◆ **SOURCE DATA**:
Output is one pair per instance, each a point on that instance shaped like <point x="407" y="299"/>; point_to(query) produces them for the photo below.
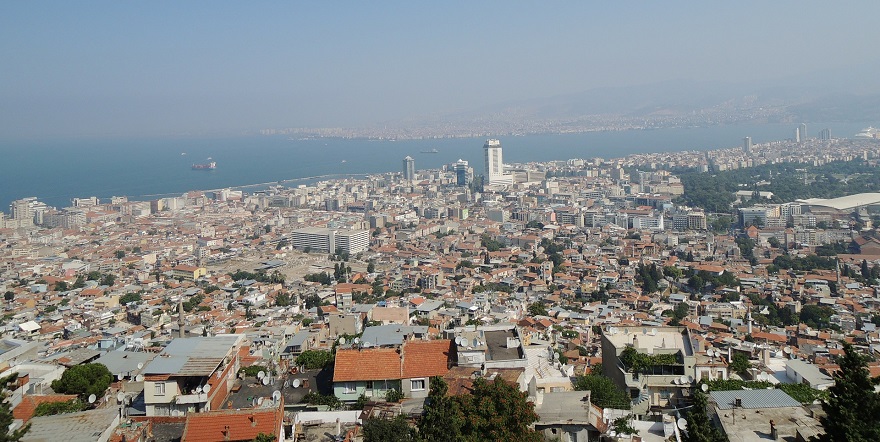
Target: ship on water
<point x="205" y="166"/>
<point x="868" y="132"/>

...

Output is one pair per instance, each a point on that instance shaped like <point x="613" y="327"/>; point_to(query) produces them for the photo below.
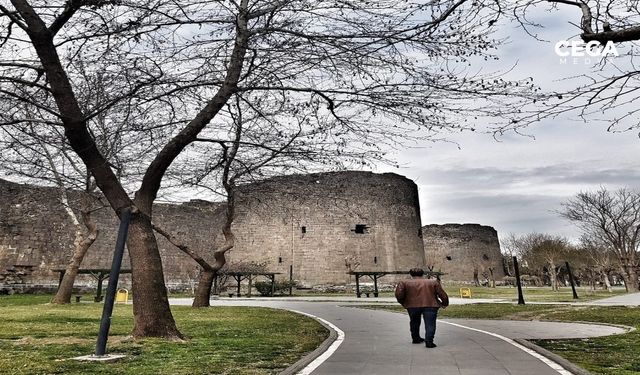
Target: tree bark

◆ **EXERCISE DIRECTIONS**:
Nothing but the lines with "like" should be returned, copied from the entries above.

◆ **TASK ANSWER**:
Output is one pair per instance, each a point on that instance shaped like <point x="407" y="299"/>; point_to(query) produces them for the photo below.
Output is one pair per instance, each a point on that instance shaped like <point x="613" y="327"/>; point_to(query) produces them for the photo below.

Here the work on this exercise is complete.